>> BEGIN Source data

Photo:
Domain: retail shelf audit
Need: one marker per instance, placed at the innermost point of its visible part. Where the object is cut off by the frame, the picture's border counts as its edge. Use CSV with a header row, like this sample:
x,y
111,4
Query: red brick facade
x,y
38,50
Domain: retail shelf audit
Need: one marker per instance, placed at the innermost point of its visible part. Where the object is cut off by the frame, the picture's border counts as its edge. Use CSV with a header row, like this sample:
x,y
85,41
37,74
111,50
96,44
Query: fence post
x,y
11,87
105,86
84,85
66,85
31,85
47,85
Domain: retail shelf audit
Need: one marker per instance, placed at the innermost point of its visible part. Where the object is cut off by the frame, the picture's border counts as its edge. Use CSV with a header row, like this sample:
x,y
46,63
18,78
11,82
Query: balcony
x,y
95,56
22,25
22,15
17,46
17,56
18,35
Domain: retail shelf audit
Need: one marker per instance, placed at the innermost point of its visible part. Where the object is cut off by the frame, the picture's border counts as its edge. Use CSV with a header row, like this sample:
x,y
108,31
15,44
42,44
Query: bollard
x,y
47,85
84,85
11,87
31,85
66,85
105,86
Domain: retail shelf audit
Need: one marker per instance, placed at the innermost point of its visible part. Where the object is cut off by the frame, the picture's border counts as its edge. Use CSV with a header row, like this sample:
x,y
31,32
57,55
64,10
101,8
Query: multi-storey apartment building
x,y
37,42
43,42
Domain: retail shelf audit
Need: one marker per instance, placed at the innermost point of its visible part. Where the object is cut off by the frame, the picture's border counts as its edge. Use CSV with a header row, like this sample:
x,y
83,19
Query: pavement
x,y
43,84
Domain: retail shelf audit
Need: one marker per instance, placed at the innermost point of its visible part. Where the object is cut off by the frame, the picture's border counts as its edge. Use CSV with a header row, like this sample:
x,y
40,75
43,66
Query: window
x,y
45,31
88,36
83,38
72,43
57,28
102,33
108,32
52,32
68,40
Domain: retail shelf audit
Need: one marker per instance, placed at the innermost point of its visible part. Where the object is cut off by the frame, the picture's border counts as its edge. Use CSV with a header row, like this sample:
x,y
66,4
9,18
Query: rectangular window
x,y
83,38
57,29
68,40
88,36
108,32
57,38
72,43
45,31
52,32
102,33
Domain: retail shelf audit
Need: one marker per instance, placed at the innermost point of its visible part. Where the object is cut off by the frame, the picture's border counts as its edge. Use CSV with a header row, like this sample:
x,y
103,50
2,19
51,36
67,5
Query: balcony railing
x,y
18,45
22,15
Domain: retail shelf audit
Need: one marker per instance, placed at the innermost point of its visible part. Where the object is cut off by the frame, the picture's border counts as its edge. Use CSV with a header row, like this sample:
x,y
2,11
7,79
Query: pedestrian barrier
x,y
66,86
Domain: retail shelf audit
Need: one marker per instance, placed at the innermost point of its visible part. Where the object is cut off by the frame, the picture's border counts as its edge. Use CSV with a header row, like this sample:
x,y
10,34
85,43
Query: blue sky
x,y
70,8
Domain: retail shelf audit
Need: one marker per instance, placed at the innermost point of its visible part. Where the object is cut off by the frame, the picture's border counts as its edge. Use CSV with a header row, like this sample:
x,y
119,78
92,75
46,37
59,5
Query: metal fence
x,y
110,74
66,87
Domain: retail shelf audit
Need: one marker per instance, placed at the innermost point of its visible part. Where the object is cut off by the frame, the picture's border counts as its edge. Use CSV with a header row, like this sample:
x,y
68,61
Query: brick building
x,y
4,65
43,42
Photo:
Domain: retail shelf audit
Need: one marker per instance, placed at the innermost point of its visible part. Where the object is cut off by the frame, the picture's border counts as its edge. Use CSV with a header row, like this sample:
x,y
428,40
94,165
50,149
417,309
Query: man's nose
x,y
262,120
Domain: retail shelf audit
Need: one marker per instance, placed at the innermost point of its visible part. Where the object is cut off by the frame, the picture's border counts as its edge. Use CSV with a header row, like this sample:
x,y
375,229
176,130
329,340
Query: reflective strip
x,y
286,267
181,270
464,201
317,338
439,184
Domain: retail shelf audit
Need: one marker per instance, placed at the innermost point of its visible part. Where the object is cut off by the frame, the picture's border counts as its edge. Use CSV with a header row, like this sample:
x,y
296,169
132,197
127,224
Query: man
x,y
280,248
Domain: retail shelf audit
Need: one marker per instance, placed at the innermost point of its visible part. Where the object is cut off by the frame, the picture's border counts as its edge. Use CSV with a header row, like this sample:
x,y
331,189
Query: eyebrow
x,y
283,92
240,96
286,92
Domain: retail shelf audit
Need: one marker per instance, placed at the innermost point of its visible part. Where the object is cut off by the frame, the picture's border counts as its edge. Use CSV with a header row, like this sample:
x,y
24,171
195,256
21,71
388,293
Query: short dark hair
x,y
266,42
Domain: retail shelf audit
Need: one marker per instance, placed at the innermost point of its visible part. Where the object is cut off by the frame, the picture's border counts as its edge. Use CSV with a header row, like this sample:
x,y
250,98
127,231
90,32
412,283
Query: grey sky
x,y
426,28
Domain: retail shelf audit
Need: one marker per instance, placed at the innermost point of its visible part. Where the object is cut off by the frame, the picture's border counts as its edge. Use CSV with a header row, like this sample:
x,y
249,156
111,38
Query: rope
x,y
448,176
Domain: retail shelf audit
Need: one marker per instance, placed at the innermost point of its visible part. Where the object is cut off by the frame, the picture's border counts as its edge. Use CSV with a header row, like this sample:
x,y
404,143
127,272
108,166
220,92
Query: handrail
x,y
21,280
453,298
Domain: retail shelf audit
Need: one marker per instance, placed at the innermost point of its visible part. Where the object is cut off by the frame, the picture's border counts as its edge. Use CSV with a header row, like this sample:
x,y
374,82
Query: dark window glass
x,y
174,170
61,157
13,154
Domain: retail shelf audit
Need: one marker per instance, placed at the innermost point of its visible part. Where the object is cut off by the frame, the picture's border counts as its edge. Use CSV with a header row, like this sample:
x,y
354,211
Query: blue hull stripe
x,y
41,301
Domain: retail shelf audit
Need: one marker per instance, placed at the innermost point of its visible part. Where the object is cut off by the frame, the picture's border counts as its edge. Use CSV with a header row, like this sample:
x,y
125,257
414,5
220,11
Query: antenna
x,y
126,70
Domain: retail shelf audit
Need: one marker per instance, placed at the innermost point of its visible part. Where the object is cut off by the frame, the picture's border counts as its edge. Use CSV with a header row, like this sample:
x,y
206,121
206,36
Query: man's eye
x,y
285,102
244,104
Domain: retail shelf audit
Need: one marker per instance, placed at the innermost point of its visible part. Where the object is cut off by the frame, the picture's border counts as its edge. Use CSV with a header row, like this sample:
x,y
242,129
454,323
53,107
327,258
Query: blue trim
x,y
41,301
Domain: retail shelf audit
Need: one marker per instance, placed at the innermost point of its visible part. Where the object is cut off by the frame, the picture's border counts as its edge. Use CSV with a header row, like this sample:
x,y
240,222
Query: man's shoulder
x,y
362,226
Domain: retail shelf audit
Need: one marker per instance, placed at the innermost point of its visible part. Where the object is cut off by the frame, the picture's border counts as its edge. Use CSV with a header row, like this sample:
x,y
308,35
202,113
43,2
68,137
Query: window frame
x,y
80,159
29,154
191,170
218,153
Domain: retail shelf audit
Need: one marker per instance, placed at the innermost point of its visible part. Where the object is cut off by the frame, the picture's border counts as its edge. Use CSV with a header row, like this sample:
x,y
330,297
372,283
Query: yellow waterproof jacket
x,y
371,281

>> END Source data

» **Objective**
Collect every line of the material above that contains the string "blue", matching case exactly.

» **Final result**
Query: blue sky
Query: blue hull stripe
Query: blue trim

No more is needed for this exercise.